● **AIM OF THE EXERCISE**: Every record must appear in your reply exactly as written.

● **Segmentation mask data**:
Start of Block

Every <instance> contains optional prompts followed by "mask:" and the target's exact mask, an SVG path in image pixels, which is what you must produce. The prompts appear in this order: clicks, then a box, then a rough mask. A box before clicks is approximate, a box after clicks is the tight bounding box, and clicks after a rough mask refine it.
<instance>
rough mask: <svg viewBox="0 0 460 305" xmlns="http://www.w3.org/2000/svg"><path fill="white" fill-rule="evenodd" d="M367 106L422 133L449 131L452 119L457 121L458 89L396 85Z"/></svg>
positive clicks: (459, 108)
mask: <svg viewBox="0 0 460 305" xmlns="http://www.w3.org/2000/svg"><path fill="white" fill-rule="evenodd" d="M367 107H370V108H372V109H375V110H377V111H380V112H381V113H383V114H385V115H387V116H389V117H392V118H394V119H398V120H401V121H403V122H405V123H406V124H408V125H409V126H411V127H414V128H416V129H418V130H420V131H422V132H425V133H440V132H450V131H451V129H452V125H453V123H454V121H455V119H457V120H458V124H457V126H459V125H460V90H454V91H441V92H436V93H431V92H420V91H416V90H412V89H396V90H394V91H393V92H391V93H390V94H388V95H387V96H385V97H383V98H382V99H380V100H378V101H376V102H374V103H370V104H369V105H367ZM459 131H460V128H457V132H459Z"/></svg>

End of Block

● **EXERCISE SOLUTION**:
Every <instance> contains optional prompts followed by "mask:" and the target's exact mask, an SVG path in image pixels, which is what you must produce. The prompts appear in this order: clicks, then a box, then a rough mask. A box before clicks is approximate, a box after clicks is the tight bounding box, and clicks after a rough mask refine it.
<instance>
rough mask: <svg viewBox="0 0 460 305" xmlns="http://www.w3.org/2000/svg"><path fill="white" fill-rule="evenodd" d="M367 106L422 133L449 131L452 119L457 121L458 89L396 85Z"/></svg>
positive clicks: (459, 108)
mask: <svg viewBox="0 0 460 305" xmlns="http://www.w3.org/2000/svg"><path fill="white" fill-rule="evenodd" d="M367 107H370V108H372V109H375V110H377V111H380V112H381V113H383V114H385V115H387V116H389V117H392V118H394V119H398V120H401V121H403V122H405V123H406V124H408V125H409V126H411V127H414V128H416V129H418V130H420V131H422V132H425V133H440V132H450V131H451V129H452V125H453V123H454V121H455V119H457V120H458V124H457V126H459V125H460V90H454V91H441V92H436V93H431V92H420V91H416V90H412V89H396V90H394V91H393V92H391V93H390V94H388V95H387V96H385V97H383V98H382V99H380V100H378V101H376V102H374V103H370V104H369V105H367ZM459 131H460V128H457V132H459Z"/></svg>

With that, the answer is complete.